Instructions:
**1.** In the foam diffuser thread, what kind of foam does the second post say would be needed for the diffuser to work?
**2.** Duplicate a section of the foam diffuser thread: begin at the words "I've wondered the" and stop after "with a diffuser).".

# Foam Diffuser



## aardvarcus (Oct 6, 2009)

I am curious, how much would you say a 1' by 1' skyline foam diffuser is worth? Most all pre-made diffusers seem fairly high priced, but after cutting one out of wood, I can see why. I was wondering what most people felt one square foot of skyline diffuser was worth.


----------



## eugovector (Sep 4, 2006)

I've wondered the same thing. Assuming the foam it closed cell, it should work. Can you link the foam you're thinking about using to make the diffuser?


----------



## bpape (Sep 14, 2006)

Functionally, not much realistically. It doesn't have enough depth to perform down even into the mids very well and in the range it is supposed to operate in, the foam will be somewhat absorptive (not a lot but some - which is a no-no with a diffuser).

Bryan


----------



## aardvarcus (Oct 6, 2009)

Data section:
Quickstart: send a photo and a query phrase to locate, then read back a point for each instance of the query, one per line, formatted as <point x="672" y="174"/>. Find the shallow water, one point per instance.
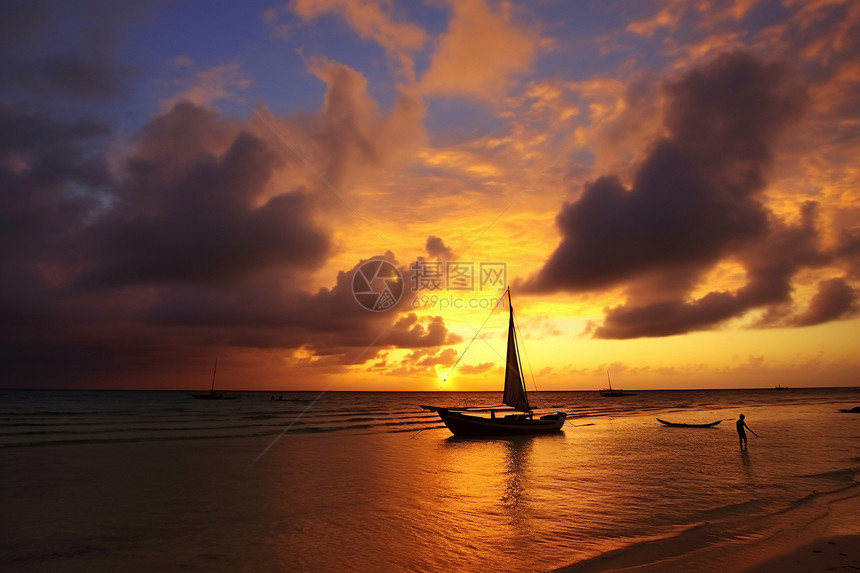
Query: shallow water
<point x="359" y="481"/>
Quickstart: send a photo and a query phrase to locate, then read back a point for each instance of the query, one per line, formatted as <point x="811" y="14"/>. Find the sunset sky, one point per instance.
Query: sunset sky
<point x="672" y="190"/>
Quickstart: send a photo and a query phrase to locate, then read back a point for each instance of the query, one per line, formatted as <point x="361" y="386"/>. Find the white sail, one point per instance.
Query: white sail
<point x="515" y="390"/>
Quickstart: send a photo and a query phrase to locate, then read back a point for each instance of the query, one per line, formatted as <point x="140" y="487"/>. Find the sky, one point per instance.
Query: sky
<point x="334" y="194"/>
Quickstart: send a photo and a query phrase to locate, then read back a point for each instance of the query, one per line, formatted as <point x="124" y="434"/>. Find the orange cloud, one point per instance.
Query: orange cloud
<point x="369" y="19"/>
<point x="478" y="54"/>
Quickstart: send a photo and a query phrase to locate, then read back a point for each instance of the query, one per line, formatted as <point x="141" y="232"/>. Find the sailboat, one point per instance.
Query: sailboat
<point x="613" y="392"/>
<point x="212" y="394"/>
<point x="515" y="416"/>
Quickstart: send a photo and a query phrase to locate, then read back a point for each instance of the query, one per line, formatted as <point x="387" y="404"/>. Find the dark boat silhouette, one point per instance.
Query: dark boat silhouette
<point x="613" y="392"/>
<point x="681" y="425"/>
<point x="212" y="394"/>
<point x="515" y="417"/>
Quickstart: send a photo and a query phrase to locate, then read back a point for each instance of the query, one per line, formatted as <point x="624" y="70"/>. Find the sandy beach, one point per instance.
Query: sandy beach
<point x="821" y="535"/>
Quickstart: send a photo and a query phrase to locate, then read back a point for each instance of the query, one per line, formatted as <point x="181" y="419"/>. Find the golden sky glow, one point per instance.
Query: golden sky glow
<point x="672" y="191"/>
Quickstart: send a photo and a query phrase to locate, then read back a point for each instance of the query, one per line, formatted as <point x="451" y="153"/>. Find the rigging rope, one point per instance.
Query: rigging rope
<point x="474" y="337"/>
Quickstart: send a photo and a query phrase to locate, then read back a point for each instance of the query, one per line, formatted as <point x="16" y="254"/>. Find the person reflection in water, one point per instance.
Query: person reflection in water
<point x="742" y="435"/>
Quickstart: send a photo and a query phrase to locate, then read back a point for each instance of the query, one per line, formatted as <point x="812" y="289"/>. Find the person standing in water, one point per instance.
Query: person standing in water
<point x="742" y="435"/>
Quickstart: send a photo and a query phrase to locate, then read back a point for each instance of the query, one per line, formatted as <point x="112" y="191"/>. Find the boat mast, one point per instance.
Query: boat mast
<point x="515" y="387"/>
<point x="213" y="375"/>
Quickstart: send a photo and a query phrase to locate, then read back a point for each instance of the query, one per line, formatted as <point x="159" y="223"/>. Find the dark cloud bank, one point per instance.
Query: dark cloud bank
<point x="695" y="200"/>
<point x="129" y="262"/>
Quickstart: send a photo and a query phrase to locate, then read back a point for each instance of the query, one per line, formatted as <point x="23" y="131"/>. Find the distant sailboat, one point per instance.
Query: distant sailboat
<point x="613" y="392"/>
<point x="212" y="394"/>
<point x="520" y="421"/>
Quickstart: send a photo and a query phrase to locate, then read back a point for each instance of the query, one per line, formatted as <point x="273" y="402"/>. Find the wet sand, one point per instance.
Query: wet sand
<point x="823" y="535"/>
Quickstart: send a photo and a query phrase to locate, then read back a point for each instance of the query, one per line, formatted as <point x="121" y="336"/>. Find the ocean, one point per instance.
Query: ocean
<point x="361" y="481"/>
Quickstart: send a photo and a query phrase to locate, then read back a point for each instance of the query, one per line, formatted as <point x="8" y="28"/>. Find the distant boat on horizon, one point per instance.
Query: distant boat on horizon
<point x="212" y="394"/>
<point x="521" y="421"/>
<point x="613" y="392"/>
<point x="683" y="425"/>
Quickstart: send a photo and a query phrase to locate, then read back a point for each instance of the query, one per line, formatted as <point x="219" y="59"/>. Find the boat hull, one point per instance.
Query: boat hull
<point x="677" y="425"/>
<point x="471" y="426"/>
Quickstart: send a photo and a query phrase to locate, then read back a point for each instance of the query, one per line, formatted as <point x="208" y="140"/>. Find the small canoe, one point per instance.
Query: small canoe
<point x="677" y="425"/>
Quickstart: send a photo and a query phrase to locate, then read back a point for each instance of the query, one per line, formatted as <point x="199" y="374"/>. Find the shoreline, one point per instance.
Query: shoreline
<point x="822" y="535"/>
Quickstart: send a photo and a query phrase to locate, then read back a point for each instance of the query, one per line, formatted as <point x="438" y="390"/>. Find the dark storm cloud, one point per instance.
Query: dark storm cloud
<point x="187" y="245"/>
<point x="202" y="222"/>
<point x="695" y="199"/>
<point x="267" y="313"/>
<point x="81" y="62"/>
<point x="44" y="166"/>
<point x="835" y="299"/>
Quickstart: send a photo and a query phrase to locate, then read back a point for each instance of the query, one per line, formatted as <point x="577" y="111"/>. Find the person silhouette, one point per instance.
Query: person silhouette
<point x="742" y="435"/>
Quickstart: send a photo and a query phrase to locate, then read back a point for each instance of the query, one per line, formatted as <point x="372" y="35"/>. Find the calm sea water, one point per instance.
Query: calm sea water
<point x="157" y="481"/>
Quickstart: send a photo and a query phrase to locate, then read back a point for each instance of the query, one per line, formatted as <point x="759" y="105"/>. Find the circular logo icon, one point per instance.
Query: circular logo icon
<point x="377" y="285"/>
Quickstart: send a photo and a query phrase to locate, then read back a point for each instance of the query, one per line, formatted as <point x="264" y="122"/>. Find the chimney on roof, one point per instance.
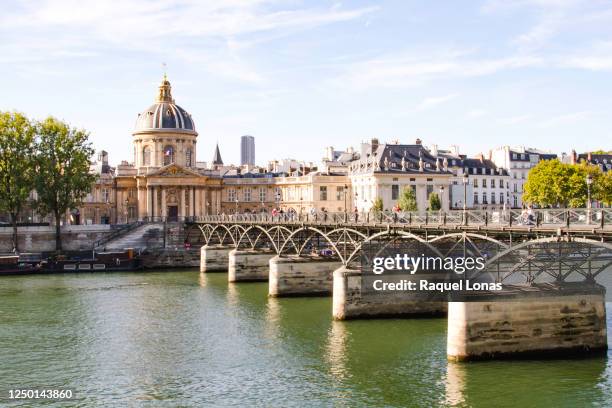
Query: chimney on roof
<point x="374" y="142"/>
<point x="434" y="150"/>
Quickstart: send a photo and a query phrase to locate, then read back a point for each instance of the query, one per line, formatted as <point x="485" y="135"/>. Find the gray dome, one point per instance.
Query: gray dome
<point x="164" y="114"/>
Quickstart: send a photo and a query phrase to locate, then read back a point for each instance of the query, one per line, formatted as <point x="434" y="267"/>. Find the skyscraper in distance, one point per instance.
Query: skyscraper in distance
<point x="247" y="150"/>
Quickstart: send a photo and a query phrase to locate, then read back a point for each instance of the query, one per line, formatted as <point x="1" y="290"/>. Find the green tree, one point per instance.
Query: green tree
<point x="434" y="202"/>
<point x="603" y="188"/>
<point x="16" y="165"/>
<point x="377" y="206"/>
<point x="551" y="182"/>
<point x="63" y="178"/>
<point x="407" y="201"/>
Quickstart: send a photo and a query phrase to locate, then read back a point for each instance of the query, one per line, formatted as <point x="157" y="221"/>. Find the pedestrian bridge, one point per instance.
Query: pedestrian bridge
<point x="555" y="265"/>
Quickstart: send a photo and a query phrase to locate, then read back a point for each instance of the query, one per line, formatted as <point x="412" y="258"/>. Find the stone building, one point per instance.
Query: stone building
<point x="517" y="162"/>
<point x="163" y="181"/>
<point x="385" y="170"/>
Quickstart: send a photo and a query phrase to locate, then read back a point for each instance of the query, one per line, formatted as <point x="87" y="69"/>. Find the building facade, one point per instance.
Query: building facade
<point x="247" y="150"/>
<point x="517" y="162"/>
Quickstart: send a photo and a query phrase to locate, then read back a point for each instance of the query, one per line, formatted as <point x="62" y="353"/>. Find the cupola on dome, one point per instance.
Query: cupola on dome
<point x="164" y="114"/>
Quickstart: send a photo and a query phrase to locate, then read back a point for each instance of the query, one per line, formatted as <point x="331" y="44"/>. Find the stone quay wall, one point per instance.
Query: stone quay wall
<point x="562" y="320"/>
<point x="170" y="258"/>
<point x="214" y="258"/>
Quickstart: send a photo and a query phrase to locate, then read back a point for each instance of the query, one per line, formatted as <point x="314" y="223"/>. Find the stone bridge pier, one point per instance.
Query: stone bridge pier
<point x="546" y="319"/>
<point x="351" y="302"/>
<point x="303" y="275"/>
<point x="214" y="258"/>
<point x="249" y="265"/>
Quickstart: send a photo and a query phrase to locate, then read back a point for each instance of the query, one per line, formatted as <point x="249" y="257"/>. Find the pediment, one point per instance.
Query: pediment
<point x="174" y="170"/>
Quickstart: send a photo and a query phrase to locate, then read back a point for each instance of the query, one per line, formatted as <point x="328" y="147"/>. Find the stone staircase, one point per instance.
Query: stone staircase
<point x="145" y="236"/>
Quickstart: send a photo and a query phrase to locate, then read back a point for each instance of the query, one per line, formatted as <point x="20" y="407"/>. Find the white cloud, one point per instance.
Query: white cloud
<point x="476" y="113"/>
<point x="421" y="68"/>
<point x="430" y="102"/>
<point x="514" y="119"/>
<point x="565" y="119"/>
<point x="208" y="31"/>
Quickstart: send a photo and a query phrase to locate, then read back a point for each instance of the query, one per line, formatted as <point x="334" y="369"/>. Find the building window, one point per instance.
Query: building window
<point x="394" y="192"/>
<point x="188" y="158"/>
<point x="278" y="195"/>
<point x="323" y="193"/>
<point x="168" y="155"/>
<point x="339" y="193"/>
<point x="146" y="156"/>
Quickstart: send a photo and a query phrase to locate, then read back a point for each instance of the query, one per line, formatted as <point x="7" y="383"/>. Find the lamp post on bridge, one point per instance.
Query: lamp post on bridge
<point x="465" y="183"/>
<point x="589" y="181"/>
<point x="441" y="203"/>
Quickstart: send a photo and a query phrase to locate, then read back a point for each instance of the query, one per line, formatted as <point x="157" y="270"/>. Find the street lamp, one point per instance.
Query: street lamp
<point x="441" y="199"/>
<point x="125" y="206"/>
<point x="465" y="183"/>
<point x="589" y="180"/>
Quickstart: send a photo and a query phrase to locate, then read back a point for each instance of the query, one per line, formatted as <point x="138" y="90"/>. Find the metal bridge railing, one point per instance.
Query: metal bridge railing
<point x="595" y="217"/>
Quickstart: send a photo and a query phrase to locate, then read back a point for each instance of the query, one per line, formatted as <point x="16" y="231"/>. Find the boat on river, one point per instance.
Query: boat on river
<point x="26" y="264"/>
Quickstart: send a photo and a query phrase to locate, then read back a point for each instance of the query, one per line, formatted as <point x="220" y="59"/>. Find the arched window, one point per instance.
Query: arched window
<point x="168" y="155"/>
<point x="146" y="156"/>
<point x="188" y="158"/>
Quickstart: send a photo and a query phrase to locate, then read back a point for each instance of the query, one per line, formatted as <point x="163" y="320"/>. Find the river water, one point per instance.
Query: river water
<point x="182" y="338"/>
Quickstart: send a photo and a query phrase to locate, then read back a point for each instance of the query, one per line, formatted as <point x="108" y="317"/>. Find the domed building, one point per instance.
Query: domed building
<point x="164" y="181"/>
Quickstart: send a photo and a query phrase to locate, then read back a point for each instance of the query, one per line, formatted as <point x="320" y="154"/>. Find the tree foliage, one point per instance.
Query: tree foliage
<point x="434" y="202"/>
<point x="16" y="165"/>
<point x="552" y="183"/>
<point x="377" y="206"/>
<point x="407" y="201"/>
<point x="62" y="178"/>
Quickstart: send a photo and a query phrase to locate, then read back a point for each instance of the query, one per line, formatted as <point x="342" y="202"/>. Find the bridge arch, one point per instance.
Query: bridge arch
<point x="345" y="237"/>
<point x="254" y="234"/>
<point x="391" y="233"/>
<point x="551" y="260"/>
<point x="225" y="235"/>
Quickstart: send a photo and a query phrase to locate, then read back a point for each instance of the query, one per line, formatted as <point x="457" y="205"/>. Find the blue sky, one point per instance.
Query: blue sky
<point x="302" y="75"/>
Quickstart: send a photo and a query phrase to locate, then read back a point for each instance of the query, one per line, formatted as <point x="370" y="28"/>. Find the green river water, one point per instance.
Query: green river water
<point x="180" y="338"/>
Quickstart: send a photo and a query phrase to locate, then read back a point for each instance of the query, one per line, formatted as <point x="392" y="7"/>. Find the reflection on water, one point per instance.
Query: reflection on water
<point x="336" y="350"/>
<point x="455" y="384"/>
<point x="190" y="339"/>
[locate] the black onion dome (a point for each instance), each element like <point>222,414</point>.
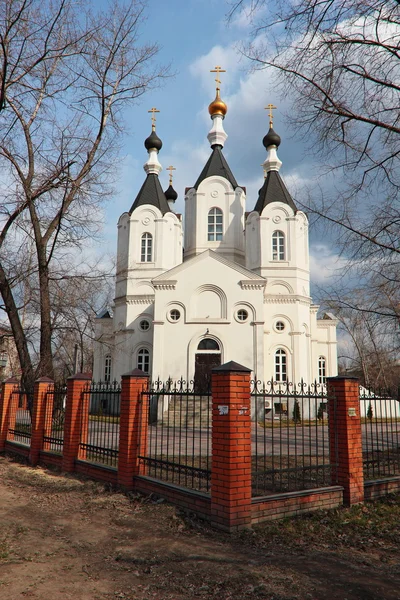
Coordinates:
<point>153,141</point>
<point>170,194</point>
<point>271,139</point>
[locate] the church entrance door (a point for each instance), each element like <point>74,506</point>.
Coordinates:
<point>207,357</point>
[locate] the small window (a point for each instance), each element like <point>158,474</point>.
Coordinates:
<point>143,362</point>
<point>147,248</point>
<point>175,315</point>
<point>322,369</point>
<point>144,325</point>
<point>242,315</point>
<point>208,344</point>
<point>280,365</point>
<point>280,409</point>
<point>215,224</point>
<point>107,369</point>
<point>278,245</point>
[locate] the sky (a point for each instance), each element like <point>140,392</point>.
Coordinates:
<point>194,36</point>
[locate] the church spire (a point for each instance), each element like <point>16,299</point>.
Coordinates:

Answers in order:
**1.** Closed cell foam.

**2.**
I've wondered the same thing. Assuming the foam it closed cell, it should work. Can you link the foam you're thinking about using to make the diffuser?


----------



## bpape (Sep 14, 2006)

Functionally, not much realistically. It doesn't have enough depth to perform down even into the mids very well and in the range it is supposed to operate in, the foam will be somewhat absorptive (not a lot but some - which is a no-no with a diffuser).